◆ **SOURCE MATERIAL**
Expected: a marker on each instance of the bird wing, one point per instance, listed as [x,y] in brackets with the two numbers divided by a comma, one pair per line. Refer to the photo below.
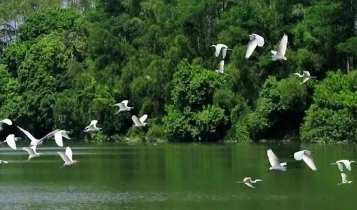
[33,139]
[340,166]
[10,140]
[283,45]
[58,138]
[298,155]
[125,102]
[224,51]
[28,150]
[305,79]
[122,106]
[273,159]
[249,184]
[6,121]
[344,177]
[69,153]
[259,39]
[221,66]
[346,163]
[309,161]
[136,120]
[65,158]
[252,44]
[143,118]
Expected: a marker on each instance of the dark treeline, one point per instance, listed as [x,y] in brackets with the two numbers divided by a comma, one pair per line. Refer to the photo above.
[68,66]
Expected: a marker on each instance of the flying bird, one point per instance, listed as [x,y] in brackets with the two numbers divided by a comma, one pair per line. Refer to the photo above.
[305,155]
[139,122]
[344,179]
[249,182]
[10,140]
[220,67]
[58,137]
[92,127]
[347,164]
[255,40]
[6,121]
[305,76]
[32,152]
[123,106]
[274,162]
[219,48]
[67,157]
[35,141]
[280,54]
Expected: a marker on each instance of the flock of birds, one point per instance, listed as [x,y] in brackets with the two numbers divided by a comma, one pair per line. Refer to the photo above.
[304,155]
[257,40]
[58,136]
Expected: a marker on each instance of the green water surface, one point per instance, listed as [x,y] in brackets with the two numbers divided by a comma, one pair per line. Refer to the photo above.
[175,177]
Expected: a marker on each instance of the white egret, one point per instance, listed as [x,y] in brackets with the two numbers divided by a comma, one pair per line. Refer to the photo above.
[32,152]
[280,54]
[305,155]
[6,121]
[220,67]
[274,162]
[249,182]
[92,127]
[347,164]
[139,122]
[58,137]
[35,141]
[67,157]
[10,140]
[344,179]
[123,106]
[219,48]
[305,76]
[255,40]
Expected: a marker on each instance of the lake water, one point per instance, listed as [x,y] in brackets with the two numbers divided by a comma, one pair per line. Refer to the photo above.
[175,177]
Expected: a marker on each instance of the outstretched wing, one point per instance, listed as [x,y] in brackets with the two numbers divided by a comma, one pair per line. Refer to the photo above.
[136,120]
[309,161]
[65,158]
[283,45]
[58,138]
[143,118]
[69,153]
[28,150]
[252,44]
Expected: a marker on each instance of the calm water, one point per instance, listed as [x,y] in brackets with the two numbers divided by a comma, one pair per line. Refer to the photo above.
[175,177]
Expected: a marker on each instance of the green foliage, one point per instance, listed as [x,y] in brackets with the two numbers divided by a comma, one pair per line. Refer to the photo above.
[333,115]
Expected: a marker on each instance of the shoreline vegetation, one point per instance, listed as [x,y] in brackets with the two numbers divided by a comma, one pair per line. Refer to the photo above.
[68,66]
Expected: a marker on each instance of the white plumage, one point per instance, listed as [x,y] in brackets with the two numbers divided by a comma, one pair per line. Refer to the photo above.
[274,161]
[255,40]
[139,122]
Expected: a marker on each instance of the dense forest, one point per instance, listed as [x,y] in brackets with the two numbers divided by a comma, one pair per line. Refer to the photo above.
[69,65]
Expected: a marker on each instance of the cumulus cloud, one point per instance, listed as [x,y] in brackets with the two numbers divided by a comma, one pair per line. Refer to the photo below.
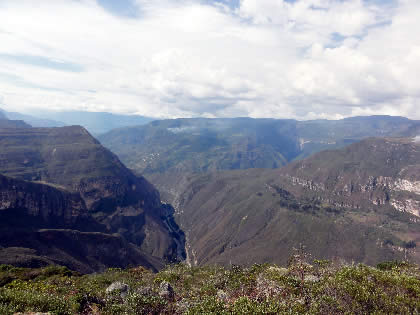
[300,59]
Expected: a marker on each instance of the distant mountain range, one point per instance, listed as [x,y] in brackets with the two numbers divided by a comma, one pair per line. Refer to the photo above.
[235,191]
[65,185]
[360,203]
[202,145]
[95,122]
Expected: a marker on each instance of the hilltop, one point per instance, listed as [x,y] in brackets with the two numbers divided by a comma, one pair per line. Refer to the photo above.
[359,203]
[200,145]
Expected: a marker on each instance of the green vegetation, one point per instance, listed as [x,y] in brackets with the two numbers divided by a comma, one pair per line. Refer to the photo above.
[201,145]
[317,288]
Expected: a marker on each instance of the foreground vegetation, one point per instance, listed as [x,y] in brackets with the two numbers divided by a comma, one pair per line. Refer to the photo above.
[317,288]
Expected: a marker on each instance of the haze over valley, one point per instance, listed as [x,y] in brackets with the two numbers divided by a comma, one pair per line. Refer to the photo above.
[209,157]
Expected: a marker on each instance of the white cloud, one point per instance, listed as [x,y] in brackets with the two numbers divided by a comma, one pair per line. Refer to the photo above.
[266,58]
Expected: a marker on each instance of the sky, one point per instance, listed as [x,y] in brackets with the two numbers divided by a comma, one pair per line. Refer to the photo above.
[301,59]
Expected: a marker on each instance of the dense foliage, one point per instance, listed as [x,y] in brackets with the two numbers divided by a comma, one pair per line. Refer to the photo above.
[319,287]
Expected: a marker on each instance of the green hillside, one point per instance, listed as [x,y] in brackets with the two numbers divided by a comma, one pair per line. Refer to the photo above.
[202,145]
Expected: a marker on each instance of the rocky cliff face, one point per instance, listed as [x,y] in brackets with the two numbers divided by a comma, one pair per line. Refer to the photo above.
[374,171]
[359,203]
[44,205]
[71,160]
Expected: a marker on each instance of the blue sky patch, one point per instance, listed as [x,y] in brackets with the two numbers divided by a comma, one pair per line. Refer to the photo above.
[124,8]
[44,62]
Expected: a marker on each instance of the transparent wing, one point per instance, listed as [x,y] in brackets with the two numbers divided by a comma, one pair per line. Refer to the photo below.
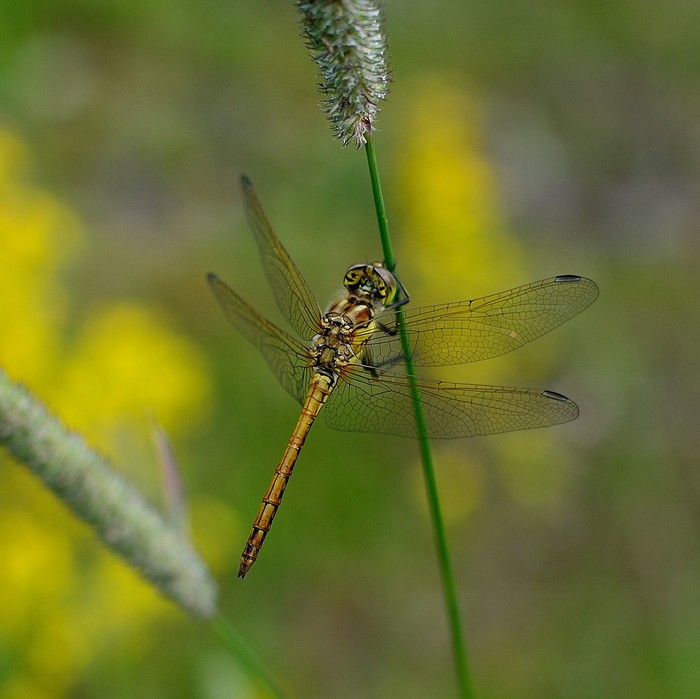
[363,403]
[287,357]
[469,331]
[291,291]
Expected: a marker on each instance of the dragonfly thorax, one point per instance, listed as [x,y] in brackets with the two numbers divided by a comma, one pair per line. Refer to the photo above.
[373,282]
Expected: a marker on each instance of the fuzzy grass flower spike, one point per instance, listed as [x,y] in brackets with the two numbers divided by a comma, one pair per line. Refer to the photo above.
[346,40]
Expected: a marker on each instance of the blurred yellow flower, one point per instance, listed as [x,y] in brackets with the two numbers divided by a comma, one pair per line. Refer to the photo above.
[458,246]
[64,599]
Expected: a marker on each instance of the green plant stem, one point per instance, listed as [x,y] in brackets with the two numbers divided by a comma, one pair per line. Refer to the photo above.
[450,593]
[95,492]
[239,649]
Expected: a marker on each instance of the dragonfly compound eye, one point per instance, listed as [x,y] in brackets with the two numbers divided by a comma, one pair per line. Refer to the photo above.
[373,280]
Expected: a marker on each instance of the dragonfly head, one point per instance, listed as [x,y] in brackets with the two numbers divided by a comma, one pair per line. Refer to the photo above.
[373,281]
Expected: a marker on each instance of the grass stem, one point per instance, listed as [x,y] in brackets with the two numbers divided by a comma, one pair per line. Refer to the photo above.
[449,589]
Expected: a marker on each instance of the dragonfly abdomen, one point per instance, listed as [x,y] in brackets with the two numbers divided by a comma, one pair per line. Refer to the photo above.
[320,388]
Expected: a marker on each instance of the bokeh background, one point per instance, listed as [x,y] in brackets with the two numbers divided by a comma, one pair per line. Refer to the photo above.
[519,141]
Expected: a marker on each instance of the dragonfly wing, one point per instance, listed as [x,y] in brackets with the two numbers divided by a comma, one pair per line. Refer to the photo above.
[384,405]
[291,290]
[287,357]
[470,331]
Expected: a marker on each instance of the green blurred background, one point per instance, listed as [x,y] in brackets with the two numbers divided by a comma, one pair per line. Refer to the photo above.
[519,141]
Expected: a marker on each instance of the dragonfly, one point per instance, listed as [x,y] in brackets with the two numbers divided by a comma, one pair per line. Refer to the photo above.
[348,360]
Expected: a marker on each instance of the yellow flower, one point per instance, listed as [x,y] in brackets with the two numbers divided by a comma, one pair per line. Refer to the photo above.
[457,246]
[64,598]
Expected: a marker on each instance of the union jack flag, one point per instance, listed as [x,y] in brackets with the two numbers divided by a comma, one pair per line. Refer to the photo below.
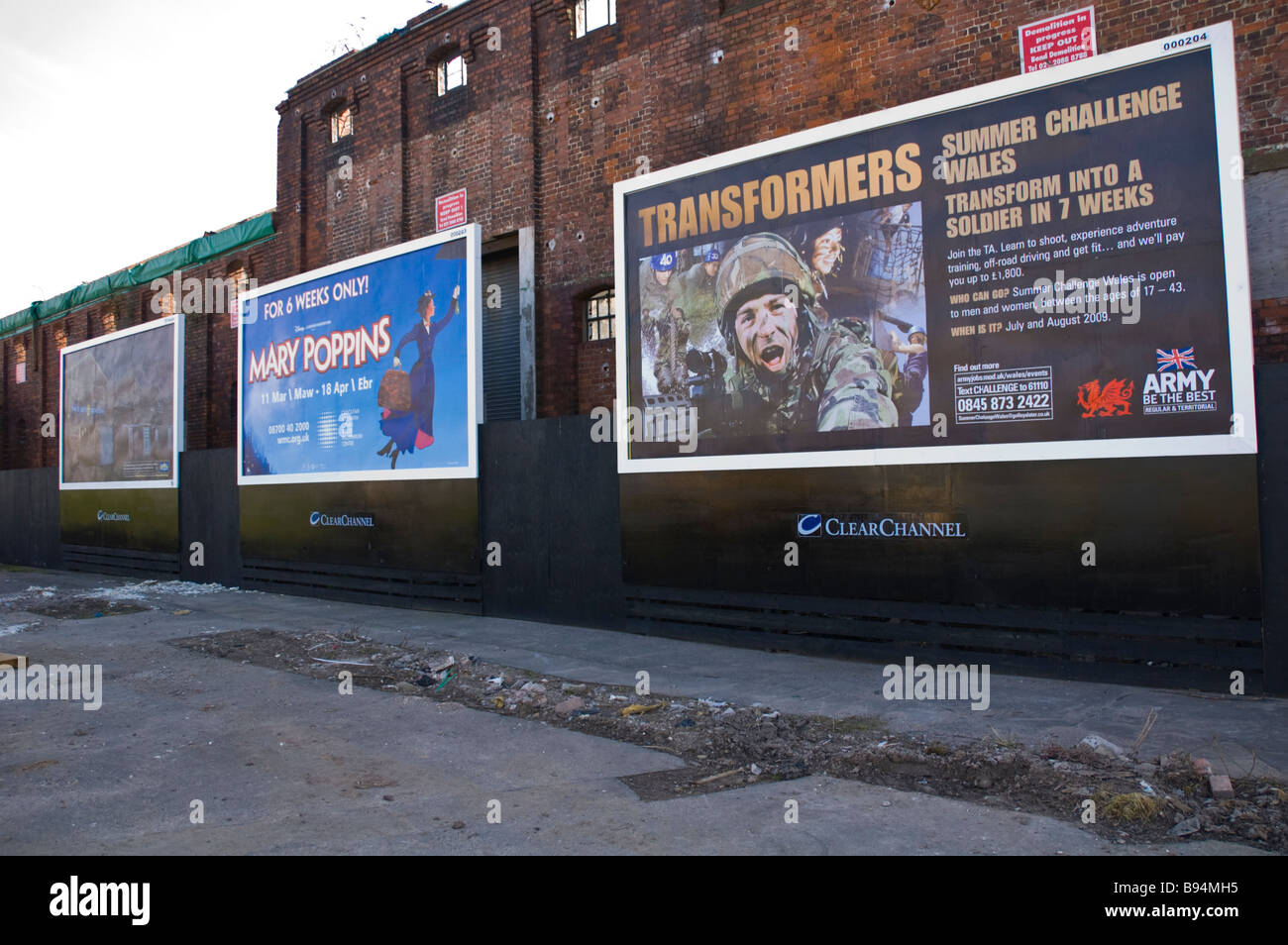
[1176,360]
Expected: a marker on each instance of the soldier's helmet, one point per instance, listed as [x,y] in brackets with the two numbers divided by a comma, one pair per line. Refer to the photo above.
[758,264]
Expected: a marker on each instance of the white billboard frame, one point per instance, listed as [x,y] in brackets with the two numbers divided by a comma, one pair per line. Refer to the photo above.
[1243,437]
[472,305]
[175,413]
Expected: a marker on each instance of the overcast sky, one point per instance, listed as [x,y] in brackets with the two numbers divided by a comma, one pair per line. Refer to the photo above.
[130,127]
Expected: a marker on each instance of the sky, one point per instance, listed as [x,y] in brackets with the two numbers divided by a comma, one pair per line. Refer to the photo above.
[132,127]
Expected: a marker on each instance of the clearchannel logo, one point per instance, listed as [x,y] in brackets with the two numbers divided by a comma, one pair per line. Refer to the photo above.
[322,519]
[818,525]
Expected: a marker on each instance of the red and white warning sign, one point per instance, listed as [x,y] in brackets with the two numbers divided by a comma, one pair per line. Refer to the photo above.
[1056,40]
[450,210]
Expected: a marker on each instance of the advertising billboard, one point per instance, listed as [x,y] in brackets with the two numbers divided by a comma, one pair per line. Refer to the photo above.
[366,369]
[121,409]
[1019,270]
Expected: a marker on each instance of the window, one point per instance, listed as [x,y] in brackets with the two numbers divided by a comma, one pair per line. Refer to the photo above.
[600,321]
[342,124]
[237,283]
[591,14]
[451,73]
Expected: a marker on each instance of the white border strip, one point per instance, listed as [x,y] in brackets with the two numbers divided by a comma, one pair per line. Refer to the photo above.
[1220,40]
[473,306]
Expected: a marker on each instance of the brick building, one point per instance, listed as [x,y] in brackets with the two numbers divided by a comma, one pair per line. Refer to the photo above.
[537,108]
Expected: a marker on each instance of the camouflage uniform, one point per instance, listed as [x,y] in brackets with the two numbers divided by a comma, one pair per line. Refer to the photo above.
[673,342]
[836,382]
[837,378]
[656,303]
[697,296]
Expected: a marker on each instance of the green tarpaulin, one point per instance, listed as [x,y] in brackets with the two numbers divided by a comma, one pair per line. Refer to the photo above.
[197,252]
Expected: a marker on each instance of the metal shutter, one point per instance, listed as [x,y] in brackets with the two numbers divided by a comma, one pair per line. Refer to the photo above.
[501,398]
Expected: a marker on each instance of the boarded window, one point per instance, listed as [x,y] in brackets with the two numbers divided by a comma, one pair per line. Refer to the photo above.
[451,73]
[342,124]
[592,14]
[600,321]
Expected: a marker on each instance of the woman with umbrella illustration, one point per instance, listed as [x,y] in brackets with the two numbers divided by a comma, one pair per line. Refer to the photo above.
[408,415]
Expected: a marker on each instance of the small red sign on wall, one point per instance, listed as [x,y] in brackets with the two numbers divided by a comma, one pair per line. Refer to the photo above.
[1056,40]
[450,210]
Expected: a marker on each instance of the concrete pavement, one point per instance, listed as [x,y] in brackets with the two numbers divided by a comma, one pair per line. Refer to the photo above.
[282,764]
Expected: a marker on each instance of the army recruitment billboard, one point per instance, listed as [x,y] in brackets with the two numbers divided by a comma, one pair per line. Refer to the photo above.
[121,409]
[366,369]
[1047,266]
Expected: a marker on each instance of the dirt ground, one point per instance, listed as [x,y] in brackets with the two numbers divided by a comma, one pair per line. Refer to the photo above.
[728,746]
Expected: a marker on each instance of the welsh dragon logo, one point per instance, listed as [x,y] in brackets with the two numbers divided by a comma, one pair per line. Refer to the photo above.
[1113,400]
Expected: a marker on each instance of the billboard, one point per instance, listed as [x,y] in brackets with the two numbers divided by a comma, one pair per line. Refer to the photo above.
[366,369]
[1020,270]
[121,409]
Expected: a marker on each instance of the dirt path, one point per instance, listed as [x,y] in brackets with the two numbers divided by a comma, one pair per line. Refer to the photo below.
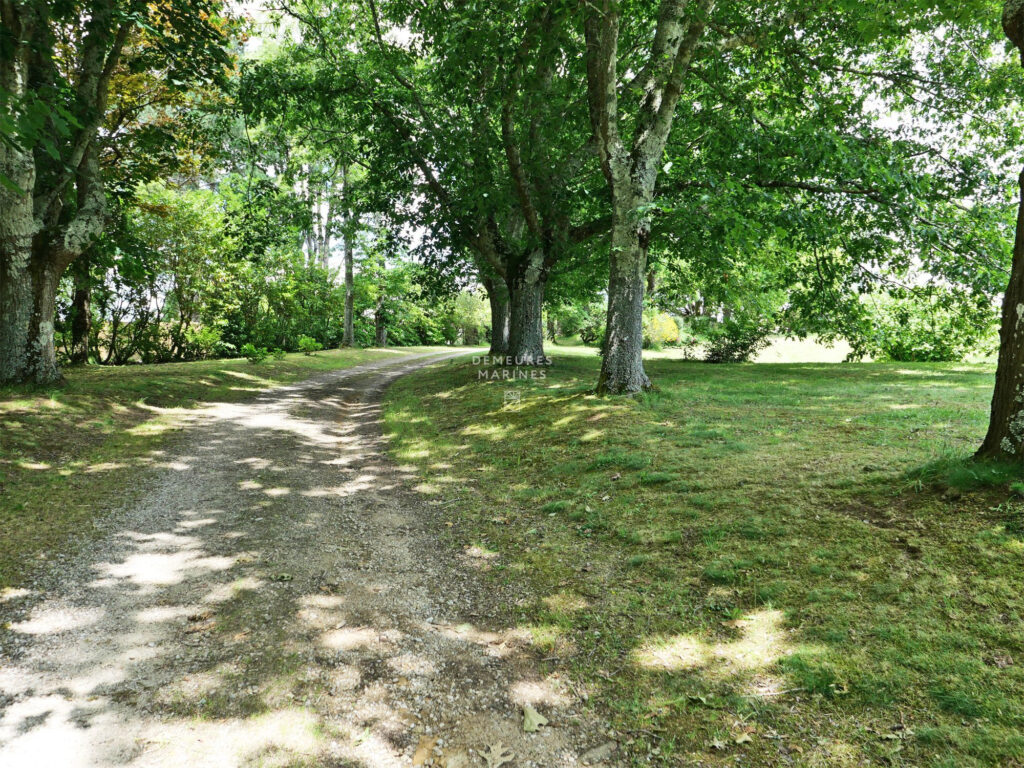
[279,596]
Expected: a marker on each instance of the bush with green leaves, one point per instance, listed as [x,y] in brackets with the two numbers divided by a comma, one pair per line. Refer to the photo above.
[659,330]
[737,339]
[308,345]
[927,329]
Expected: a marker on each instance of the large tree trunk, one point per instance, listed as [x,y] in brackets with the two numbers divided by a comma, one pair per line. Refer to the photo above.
[348,336]
[81,310]
[17,229]
[526,323]
[1006,426]
[622,366]
[380,327]
[498,296]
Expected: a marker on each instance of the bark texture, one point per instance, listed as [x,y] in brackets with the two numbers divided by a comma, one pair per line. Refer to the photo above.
[380,327]
[622,369]
[526,312]
[1006,427]
[498,297]
[630,166]
[81,311]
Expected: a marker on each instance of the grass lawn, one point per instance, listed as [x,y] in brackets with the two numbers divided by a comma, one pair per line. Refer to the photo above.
[69,452]
[757,564]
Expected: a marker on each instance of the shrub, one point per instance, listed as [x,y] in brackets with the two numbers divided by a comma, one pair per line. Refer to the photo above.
[253,353]
[309,345]
[204,342]
[920,330]
[659,330]
[737,339]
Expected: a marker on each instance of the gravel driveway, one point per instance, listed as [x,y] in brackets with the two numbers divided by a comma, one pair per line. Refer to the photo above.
[278,595]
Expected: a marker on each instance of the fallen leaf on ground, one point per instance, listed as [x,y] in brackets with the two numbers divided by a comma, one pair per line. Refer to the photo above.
[423,750]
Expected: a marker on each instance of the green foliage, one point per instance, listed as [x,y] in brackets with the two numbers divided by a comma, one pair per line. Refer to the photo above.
[659,330]
[737,339]
[923,330]
[308,345]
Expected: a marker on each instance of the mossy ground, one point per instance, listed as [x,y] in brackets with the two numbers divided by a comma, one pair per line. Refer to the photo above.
[756,564]
[71,451]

◆ **THE PROBLEM**
Repeat only what runs from the line holding "Expected: a marker on each instance of the shrub, one" to the end of the data, keeping every line exactly as written, first and last included.

◆ **SOLUTION TO THIS EXERCISE**
Expected: a marker on each instance of the shrub, one point per instance, listed as [x,y] in brackets with the two numbers divided by a comma, one pair per line. Refer to the photo above.
[253,353]
[309,345]
[204,342]
[920,330]
[659,330]
[737,339]
Expected: a marker on each instance of the gravel driveway, one point per instance, listed as [x,y] in brackets with the two numbers divided by a comma, one pair per line. Refer to the photo above.
[278,595]
Expected: a marker on each instance of the fallen leaf on ground, one point per instance, listed as [x,y] in brackets with the two numbers divided by a comma, one pair per line. Refer to the photo above.
[423,750]
Expected: a marker on each instance of the green foliage, one point per instance, listed as [x,y] in brackets with the two numbers divided by a comma, one pair per line. Refer to the photo above.
[659,330]
[737,339]
[923,330]
[308,345]
Expected: a marker on each instance of the mossy ground, one point per instance, listed as [x,y] in brackets with the two numbers divided by a comma, one pair per line. Refer to the photo above.
[756,564]
[71,451]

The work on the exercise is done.